**THE PROBLEM:**
Reproduce the lines of the data from the one containing "the street lamp?" down to the one containing "221], [233, 267]]", substituting "traffic light" for "street lamp" and leaving everything else unchanged.

[Data entries]
--------------------------------------------------

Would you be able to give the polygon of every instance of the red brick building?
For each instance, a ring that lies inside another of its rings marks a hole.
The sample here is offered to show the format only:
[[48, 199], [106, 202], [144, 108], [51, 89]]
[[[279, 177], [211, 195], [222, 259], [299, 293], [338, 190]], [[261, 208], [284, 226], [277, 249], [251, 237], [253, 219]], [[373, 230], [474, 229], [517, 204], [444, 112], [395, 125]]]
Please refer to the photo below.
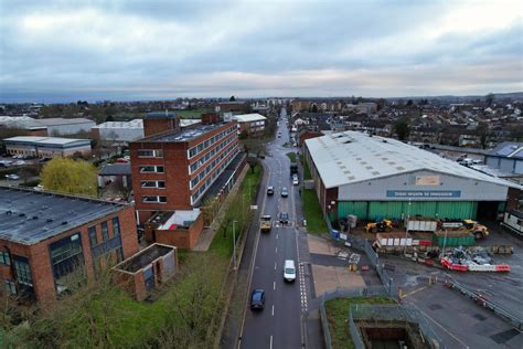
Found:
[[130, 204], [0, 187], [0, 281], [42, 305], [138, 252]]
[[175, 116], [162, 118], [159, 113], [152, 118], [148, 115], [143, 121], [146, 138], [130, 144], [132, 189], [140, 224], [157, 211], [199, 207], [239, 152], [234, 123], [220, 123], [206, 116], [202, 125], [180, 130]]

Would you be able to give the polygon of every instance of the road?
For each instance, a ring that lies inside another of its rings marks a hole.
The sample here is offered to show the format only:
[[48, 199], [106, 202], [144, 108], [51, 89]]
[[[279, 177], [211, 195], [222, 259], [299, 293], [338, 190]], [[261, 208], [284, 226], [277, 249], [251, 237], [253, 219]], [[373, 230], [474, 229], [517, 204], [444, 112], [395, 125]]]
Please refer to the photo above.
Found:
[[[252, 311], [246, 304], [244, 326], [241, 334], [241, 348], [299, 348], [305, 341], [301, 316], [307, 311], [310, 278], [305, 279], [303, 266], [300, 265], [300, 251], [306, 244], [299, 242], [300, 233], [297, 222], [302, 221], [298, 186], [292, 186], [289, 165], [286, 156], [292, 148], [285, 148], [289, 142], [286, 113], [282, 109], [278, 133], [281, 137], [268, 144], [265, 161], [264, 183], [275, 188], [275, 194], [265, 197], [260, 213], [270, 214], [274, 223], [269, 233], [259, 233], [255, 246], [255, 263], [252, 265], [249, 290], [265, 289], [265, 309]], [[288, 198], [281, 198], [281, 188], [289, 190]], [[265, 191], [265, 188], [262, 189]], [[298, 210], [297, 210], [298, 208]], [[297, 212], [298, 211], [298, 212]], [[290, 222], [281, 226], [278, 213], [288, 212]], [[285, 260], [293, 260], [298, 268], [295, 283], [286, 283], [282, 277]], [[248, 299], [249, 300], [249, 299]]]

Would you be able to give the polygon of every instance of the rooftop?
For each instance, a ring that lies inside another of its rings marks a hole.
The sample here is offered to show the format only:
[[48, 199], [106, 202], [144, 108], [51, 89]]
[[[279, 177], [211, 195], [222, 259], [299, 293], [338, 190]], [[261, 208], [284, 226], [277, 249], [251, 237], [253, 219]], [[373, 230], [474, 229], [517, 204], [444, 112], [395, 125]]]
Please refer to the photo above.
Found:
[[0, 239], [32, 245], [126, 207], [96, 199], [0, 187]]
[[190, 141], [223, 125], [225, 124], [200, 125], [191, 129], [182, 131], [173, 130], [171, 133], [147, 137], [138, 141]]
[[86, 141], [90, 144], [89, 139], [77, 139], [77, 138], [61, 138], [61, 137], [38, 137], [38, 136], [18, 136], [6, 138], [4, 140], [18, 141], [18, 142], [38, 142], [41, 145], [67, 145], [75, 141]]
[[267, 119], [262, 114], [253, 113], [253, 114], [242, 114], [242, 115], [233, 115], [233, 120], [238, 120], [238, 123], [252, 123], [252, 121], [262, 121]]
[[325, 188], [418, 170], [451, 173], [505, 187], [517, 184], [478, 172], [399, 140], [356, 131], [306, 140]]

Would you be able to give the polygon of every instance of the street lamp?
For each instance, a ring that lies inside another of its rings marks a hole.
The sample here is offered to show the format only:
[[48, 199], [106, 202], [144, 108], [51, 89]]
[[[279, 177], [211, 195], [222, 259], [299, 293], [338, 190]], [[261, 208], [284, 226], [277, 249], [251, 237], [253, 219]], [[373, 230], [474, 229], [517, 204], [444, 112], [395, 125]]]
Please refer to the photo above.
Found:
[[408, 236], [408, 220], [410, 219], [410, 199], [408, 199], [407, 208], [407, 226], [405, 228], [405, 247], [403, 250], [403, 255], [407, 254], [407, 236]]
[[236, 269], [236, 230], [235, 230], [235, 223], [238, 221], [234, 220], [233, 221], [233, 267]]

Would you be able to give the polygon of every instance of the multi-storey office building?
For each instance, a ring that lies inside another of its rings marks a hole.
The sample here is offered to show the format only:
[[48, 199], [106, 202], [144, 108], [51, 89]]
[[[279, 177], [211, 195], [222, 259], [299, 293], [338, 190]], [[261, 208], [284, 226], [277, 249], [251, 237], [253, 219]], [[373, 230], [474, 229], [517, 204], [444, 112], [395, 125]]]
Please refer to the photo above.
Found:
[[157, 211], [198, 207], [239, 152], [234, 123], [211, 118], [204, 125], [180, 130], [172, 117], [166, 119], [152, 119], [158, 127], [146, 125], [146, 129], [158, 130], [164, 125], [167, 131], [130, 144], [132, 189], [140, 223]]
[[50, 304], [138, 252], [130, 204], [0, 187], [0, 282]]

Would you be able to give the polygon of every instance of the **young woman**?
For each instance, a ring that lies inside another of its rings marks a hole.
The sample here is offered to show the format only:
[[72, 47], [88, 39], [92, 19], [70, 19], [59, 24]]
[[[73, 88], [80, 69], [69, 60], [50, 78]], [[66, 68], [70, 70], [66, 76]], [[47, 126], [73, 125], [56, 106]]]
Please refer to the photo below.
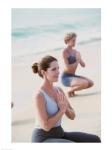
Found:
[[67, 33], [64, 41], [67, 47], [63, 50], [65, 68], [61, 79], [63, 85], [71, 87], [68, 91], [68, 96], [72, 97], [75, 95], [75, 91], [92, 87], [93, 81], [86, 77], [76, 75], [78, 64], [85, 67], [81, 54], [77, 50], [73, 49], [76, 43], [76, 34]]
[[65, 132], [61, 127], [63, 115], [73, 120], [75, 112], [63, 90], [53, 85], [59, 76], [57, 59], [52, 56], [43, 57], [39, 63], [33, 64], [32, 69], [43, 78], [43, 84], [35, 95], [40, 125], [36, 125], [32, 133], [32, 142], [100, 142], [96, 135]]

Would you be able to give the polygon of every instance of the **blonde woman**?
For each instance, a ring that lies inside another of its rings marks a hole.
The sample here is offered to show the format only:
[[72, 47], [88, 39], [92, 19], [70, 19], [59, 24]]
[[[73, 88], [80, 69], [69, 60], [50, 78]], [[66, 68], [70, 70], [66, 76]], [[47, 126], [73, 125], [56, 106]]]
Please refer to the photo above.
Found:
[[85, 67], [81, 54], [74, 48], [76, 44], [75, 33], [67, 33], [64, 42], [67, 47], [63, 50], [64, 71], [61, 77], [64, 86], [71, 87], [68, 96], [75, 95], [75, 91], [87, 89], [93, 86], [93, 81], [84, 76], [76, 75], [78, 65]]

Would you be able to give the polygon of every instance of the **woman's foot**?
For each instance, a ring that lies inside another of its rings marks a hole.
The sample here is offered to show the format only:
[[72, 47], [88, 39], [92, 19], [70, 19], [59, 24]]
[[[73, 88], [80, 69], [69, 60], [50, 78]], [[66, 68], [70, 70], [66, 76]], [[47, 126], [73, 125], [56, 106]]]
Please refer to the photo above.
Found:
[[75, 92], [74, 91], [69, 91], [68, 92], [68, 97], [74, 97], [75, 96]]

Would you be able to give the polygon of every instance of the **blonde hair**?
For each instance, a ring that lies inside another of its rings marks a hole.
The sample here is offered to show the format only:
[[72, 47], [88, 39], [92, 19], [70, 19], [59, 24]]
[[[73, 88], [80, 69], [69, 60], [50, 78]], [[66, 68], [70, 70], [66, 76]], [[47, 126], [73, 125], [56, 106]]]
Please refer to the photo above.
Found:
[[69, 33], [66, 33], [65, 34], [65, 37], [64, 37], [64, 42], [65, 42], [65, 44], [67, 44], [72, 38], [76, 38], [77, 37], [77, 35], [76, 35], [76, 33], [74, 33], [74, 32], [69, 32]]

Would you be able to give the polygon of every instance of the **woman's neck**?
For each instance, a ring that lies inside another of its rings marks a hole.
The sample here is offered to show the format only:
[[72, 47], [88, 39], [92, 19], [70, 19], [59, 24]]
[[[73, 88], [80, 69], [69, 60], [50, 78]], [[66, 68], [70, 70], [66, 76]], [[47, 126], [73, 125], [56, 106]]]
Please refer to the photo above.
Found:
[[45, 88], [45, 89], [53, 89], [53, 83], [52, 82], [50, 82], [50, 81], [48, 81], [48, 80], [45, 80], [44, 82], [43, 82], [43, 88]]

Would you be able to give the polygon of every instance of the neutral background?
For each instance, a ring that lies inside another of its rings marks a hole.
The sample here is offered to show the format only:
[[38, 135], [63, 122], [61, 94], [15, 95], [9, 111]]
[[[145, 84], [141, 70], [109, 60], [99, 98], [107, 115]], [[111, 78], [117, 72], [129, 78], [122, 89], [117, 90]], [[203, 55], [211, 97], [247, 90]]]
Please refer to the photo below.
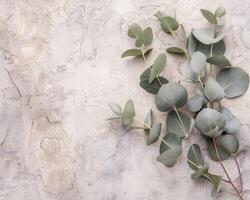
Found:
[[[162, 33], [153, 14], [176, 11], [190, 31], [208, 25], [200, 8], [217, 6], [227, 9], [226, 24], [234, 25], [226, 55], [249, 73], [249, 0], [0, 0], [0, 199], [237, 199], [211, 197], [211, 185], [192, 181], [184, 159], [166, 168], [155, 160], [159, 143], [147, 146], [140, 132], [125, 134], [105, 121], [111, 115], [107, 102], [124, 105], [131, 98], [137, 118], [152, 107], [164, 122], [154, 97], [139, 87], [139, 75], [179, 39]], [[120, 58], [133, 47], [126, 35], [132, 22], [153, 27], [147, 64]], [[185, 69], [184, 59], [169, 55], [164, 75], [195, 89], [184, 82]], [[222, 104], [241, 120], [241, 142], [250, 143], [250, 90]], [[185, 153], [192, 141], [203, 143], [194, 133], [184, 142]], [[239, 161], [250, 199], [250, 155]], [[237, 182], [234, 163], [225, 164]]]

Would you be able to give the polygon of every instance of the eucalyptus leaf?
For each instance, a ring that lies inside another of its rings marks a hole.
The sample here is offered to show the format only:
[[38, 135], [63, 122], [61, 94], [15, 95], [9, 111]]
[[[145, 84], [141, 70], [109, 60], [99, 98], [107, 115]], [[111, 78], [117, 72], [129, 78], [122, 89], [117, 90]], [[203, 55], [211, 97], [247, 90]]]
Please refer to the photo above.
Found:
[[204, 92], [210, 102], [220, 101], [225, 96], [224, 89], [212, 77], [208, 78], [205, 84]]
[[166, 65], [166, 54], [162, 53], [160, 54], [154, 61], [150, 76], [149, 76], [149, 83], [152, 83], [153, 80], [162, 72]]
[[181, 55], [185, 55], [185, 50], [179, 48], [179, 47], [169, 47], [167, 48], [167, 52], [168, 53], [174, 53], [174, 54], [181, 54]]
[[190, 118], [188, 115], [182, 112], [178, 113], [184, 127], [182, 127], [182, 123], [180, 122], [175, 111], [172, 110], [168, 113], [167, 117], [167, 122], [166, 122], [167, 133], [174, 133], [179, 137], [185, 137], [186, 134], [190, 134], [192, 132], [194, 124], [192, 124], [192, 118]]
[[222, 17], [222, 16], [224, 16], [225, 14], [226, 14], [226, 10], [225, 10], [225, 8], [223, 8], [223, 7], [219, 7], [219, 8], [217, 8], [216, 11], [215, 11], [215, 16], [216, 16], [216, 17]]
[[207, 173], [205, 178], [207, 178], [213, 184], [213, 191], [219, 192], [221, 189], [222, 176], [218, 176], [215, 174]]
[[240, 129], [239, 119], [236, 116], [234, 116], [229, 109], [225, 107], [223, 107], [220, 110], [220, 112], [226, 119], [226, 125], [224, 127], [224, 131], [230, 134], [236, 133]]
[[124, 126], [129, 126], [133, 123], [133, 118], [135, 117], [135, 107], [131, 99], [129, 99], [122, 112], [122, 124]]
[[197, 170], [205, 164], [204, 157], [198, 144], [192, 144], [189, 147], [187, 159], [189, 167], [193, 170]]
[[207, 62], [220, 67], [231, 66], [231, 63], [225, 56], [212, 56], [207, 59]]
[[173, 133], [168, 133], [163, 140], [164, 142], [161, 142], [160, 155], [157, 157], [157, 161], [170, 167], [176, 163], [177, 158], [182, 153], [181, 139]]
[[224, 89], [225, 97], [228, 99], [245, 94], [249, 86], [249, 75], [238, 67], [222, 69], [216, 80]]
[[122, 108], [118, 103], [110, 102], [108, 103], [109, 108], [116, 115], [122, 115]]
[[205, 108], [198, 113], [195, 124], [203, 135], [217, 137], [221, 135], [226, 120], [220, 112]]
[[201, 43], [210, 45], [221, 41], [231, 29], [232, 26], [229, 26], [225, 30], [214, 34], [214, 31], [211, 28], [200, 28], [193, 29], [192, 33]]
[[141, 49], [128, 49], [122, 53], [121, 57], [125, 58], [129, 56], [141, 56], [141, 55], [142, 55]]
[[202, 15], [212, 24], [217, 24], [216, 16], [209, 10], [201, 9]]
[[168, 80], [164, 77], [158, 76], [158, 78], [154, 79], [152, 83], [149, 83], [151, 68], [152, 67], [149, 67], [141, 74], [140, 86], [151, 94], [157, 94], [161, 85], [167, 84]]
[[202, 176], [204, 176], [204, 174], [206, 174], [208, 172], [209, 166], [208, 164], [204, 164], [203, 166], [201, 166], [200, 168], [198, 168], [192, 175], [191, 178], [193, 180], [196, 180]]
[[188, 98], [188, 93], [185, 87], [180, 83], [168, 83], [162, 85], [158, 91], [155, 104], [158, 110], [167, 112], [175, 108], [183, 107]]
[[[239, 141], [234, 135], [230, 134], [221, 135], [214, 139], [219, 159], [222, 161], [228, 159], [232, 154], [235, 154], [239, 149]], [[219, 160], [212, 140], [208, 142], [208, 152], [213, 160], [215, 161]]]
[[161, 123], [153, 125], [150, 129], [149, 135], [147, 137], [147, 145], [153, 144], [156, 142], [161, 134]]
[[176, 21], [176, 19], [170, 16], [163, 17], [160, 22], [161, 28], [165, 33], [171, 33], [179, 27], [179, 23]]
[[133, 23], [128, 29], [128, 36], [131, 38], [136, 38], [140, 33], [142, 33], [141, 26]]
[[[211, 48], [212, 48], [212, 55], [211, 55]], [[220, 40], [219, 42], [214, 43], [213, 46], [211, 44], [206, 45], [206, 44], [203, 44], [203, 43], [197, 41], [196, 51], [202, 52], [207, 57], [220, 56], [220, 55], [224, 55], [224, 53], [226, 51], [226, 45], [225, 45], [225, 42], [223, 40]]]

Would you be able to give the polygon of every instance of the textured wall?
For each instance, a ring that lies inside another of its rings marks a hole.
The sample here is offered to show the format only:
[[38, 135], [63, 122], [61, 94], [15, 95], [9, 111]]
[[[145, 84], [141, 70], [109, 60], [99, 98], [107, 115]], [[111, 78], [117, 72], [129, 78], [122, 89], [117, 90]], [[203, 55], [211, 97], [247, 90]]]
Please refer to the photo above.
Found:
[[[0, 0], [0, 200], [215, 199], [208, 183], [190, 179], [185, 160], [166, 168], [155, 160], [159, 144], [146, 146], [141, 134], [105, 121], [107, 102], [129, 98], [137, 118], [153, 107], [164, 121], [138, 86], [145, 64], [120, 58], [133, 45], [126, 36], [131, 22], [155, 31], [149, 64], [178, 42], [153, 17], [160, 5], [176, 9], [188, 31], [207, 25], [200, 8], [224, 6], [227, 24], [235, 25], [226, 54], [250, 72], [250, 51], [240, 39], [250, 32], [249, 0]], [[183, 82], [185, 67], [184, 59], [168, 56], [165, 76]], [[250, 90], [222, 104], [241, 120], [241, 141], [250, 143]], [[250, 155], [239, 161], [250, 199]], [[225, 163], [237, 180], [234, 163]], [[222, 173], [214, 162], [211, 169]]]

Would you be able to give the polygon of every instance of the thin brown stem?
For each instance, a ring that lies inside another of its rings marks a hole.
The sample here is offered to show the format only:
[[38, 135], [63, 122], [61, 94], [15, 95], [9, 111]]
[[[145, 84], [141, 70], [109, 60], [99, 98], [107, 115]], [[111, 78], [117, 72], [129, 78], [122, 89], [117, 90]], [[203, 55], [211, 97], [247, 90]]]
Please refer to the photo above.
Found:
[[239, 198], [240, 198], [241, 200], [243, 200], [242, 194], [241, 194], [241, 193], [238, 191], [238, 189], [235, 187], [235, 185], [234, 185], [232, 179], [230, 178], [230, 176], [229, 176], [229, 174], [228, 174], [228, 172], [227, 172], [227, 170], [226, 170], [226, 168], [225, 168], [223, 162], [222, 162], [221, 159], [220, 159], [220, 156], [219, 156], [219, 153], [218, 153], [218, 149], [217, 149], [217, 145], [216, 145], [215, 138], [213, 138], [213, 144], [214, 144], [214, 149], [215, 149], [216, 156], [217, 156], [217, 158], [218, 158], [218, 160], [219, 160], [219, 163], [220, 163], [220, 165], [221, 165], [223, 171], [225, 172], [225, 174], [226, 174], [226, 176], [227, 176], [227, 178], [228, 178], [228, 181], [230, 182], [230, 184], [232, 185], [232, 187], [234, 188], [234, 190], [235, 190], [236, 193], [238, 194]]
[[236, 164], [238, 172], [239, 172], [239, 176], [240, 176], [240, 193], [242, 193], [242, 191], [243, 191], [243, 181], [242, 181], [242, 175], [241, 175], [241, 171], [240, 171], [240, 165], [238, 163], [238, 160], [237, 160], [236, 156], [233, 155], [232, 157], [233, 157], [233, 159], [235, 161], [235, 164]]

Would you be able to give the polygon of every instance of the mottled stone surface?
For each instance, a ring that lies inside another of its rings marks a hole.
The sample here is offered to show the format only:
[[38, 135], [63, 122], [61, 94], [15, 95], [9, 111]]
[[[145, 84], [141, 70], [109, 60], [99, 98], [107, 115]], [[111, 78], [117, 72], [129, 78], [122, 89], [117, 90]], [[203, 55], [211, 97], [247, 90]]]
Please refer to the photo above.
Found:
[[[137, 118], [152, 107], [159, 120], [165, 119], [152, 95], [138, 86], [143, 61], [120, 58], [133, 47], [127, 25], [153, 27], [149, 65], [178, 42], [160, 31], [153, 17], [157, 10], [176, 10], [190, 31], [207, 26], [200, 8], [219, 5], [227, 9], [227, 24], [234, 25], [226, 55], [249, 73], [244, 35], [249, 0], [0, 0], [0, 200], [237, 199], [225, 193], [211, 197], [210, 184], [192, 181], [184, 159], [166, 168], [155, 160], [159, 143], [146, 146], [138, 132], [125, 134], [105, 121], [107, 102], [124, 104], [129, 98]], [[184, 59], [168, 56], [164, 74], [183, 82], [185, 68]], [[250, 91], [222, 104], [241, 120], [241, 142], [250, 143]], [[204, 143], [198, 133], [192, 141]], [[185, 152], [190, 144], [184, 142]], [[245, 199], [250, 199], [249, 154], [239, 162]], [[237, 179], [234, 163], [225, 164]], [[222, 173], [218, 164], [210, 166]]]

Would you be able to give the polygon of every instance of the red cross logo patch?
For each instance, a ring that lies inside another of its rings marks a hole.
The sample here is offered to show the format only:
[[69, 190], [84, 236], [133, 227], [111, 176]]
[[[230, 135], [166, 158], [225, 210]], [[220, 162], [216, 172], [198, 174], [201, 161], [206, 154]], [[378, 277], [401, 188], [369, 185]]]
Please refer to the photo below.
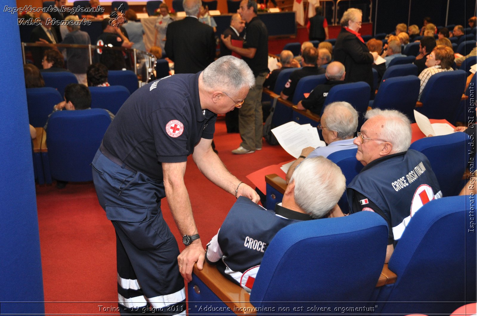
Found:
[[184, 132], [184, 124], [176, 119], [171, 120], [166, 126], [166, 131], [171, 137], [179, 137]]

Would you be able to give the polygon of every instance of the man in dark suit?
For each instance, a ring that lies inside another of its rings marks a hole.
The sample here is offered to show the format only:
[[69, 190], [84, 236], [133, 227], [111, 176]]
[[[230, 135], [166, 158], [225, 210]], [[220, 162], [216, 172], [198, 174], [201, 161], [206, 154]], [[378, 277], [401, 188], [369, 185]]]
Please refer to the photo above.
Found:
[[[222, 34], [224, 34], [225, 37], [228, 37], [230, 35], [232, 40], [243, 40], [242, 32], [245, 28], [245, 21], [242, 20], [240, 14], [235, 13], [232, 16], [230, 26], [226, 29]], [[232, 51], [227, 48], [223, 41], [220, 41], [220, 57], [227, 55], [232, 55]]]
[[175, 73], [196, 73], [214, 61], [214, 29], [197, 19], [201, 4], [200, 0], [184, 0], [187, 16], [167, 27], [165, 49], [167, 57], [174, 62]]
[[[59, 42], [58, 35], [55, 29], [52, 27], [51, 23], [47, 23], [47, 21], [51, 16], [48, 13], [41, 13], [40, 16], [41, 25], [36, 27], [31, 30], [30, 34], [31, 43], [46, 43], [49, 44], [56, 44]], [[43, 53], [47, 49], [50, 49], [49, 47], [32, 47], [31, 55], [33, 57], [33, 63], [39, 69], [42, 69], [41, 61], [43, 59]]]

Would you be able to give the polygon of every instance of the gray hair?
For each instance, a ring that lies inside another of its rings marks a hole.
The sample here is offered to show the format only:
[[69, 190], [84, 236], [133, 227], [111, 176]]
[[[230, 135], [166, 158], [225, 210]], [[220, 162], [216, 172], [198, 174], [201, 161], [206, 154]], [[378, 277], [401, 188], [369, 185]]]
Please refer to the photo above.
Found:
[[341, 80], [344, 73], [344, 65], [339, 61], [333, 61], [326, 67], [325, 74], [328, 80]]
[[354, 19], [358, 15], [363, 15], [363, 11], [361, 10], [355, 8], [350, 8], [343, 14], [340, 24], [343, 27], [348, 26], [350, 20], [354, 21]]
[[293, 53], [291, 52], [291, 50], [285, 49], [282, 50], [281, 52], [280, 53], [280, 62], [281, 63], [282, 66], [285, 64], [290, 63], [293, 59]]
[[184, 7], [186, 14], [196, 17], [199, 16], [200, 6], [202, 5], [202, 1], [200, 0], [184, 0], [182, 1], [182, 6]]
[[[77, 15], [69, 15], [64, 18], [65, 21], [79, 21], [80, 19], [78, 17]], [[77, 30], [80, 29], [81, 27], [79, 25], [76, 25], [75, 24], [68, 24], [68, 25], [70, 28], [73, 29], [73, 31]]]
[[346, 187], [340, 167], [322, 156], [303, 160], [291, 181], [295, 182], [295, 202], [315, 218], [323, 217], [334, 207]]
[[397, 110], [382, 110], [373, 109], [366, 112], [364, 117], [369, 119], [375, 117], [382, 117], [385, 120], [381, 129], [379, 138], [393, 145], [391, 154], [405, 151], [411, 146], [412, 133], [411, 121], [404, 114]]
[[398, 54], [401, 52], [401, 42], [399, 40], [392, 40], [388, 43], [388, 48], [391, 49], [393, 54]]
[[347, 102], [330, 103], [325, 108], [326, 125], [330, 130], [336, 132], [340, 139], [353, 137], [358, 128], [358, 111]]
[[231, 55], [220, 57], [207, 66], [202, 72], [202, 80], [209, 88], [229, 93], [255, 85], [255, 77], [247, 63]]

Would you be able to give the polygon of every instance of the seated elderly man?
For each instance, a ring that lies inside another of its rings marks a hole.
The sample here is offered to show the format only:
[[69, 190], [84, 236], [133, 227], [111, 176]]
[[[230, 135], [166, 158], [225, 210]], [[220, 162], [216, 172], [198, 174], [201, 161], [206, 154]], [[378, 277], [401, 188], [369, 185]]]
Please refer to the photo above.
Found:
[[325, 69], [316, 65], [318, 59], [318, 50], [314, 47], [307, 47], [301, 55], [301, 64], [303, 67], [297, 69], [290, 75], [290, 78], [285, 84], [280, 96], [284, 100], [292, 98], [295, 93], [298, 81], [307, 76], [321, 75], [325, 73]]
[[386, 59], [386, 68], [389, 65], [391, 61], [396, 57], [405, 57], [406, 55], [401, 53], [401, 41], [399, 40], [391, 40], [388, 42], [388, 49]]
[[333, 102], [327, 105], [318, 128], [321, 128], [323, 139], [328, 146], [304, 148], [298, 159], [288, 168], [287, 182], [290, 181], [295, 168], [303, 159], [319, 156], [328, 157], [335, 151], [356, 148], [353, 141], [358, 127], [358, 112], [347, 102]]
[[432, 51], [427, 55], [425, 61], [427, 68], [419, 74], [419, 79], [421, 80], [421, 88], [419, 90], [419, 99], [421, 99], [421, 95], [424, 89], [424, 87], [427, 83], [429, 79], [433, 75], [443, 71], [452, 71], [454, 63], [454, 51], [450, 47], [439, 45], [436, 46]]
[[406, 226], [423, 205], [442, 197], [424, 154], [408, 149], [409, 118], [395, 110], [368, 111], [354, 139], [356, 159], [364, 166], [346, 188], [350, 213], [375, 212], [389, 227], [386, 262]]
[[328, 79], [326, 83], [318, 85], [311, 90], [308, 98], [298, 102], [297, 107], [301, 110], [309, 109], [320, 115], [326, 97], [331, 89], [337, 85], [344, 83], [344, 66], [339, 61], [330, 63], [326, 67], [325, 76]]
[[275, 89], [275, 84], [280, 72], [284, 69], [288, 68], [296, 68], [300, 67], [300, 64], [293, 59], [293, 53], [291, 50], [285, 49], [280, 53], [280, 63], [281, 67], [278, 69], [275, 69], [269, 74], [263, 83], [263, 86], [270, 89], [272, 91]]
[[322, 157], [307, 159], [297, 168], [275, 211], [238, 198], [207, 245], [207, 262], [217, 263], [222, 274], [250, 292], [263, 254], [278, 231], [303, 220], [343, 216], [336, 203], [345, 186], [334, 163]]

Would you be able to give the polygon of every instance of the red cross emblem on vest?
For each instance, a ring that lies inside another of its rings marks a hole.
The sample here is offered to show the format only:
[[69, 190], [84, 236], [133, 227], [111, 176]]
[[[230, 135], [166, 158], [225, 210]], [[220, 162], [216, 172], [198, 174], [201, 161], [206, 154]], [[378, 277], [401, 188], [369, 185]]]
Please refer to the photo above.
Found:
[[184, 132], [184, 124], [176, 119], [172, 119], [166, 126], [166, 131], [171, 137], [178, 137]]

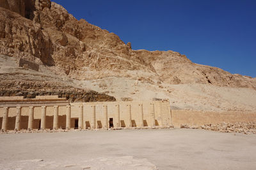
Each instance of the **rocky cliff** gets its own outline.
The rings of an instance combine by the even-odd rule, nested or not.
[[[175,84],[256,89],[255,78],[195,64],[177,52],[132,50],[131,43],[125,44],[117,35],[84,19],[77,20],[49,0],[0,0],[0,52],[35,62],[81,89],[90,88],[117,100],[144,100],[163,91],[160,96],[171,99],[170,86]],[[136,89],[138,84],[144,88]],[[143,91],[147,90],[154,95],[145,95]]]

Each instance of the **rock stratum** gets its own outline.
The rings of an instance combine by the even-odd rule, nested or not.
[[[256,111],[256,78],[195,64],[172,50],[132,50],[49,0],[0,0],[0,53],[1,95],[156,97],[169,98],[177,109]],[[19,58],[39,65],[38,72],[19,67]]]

--------------------------------------------------

**REPLY:**
Would you be able to give the polygon of every instance of the traffic light?
For each instance, a ring that lies inside another of its rings marks a hole.
The sample here is offered to show the format only:
[[48, 199], [106, 202], [144, 108], [51, 89]]
[[[279, 177], [211, 195], [222, 259], [299, 293], [338, 190]], [[261, 208], [284, 226], [277, 249], [251, 237], [253, 219]], [[373, 230], [474, 229], [517, 204], [444, 112], [395, 125]]]
Please refer to the photo above.
Found:
[[408, 236], [408, 220], [410, 219], [410, 199], [408, 199], [407, 208], [407, 226], [405, 228], [405, 247], [403, 250], [403, 255], [407, 254], [407, 236]]
[[236, 269], [236, 230], [235, 230], [235, 223], [238, 221], [234, 220], [233, 221], [233, 267]]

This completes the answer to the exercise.